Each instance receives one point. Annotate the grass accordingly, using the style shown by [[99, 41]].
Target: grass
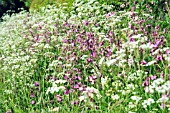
[[90, 60]]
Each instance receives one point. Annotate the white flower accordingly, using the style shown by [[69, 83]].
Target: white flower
[[110, 62], [131, 105], [81, 98], [115, 97], [136, 98]]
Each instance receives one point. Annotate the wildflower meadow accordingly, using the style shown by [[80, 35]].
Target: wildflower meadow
[[92, 59]]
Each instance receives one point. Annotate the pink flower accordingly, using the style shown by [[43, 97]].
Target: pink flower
[[107, 15], [58, 98], [32, 102], [86, 23], [153, 77]]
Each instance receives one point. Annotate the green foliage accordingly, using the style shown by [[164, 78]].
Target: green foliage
[[66, 4]]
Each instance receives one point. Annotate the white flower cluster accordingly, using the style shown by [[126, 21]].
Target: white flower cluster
[[148, 102], [159, 86], [55, 87]]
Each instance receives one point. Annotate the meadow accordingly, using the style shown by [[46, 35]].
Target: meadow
[[91, 60]]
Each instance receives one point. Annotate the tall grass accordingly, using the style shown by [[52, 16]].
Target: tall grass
[[90, 60]]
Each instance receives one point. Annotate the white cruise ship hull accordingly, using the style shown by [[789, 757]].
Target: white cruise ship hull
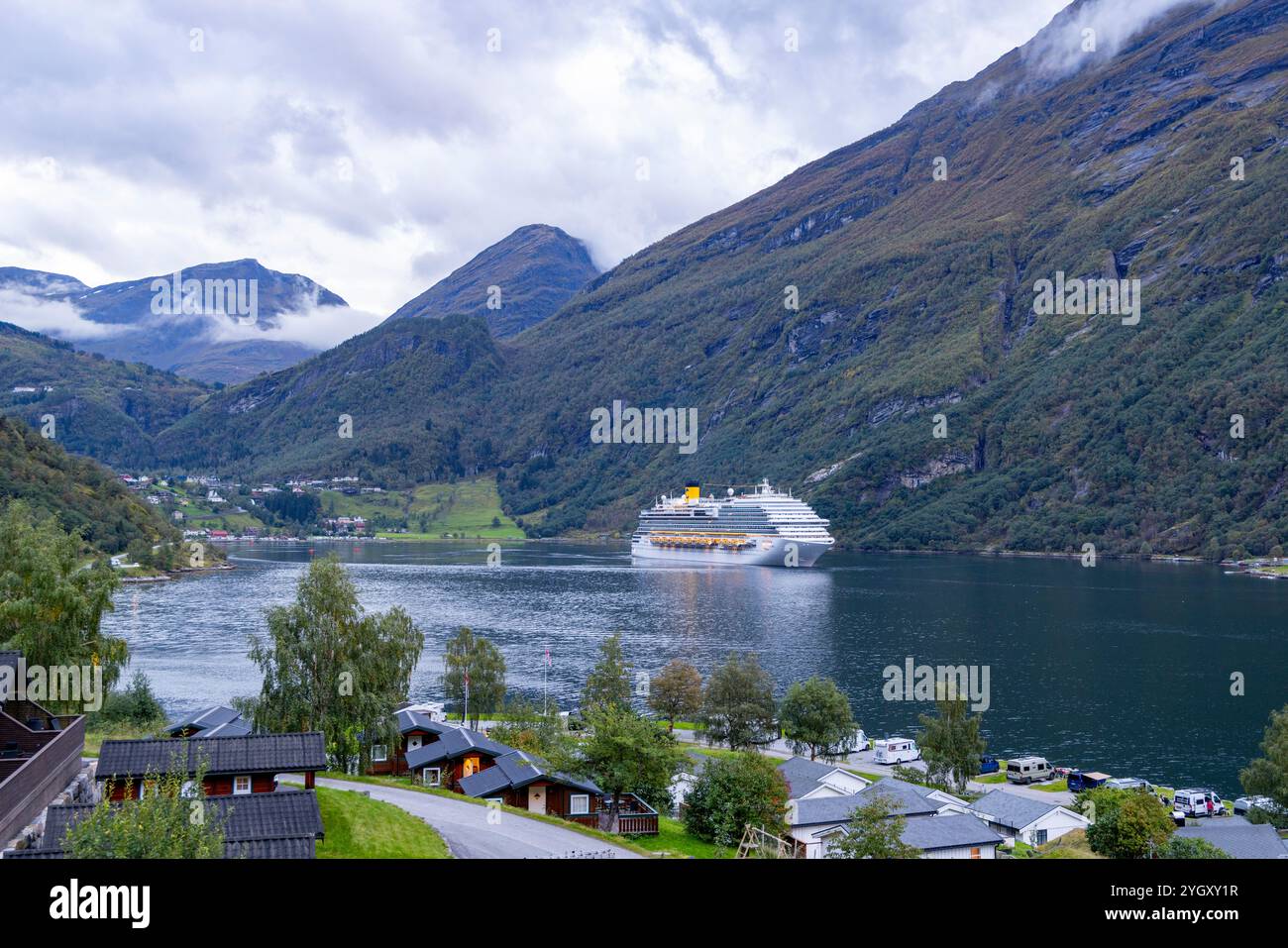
[[765, 552]]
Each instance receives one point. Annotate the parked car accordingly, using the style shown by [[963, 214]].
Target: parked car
[[1029, 769], [1086, 780], [1197, 801], [1256, 802], [896, 750]]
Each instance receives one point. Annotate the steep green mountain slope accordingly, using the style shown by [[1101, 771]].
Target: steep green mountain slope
[[104, 408], [536, 269], [915, 298], [81, 493]]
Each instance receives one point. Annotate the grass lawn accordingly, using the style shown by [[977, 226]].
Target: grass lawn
[[359, 827], [674, 839], [404, 784]]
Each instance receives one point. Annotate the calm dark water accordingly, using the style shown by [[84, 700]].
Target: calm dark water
[[1125, 668]]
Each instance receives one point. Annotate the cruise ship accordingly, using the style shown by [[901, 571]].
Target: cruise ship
[[764, 527]]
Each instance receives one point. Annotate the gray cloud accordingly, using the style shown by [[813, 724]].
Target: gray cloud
[[377, 146]]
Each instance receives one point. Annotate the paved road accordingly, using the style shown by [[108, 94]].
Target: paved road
[[469, 833]]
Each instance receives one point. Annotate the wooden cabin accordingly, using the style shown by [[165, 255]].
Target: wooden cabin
[[415, 730], [233, 766], [459, 753]]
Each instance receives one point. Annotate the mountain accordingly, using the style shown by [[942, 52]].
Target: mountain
[[537, 268], [104, 408], [214, 339], [81, 493], [913, 260]]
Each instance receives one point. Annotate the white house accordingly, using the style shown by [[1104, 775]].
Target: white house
[[807, 780], [1026, 819], [816, 820]]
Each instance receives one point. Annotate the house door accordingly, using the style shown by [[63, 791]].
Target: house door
[[536, 800]]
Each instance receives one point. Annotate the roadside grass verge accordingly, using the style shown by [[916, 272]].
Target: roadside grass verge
[[404, 784], [359, 827]]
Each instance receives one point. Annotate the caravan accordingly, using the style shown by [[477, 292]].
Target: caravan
[[896, 750]]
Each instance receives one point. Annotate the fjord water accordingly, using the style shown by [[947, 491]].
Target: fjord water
[[1124, 668]]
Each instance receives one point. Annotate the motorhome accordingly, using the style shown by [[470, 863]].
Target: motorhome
[[1028, 769], [896, 750], [1198, 802]]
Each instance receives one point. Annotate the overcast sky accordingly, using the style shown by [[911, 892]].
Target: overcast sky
[[377, 146]]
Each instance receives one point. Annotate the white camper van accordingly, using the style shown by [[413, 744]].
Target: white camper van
[[896, 750], [1028, 769]]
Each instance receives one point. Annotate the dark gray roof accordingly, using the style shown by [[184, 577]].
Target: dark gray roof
[[518, 769], [1012, 810], [1237, 837], [803, 776], [907, 798], [455, 743], [417, 720], [211, 721], [258, 826], [947, 831], [248, 754]]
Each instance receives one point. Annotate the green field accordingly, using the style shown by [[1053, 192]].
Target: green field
[[467, 509], [359, 827]]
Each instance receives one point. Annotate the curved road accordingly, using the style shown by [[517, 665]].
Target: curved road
[[478, 832]]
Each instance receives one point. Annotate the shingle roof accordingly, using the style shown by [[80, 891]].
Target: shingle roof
[[947, 831], [257, 826], [1012, 810], [907, 798], [803, 776], [211, 721], [452, 745], [1237, 837], [518, 769], [417, 720], [223, 755]]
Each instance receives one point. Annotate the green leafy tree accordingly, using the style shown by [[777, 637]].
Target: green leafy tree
[[675, 693], [609, 682], [874, 832], [134, 706], [1267, 776], [738, 703], [1190, 848], [170, 822], [625, 754], [475, 661], [1128, 824], [733, 792], [816, 717], [951, 743], [52, 603], [331, 666]]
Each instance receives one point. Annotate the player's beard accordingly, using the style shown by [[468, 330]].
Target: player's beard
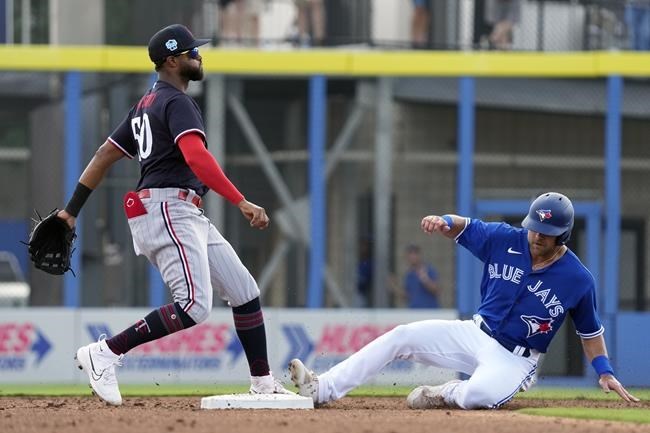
[[191, 73]]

## УСЛОВИЕ ЗАДАНИЯ
Пожалуйста, перепишите полностью фрагмент материала выше, который открывается строкой, содержащей "Each instance receives one point. Annotate the mountain", и закрывается строкой, содержащей "[[404, 784], [359, 827]]", включая обе эти строки. Масштабируйте координаты в строках, состоящих только из списка точек: умножьте каждую на 2,2 и округлите до целого, половины вверх; числа в остальных строках оставьте как есть.

## РЕЗУЛЬТАТ НИЖЕ
Each instance receives one point. Annotate the mountain accordingly, using the style shown by [[942, 52]].
Target: mountain
[[1181, 590], [229, 898], [471, 746], [178, 1085], [2009, 572]]
Each instance receives one point. Annotate the white house accordingly, using the style shown by [[1104, 775]].
Target: white house
[[1775, 1716], [2257, 1802], [1795, 1804]]
Each instance receives one point. Annotate the house door accordingly, using the style shown by [[63, 791]].
Target: house door
[[1179, 1760]]
Each instance receives one point. Annotate the roadside grass verge accordingly, using the style shown by [[916, 272]].
Target: roadside grass verge
[[889, 1725], [790, 1819]]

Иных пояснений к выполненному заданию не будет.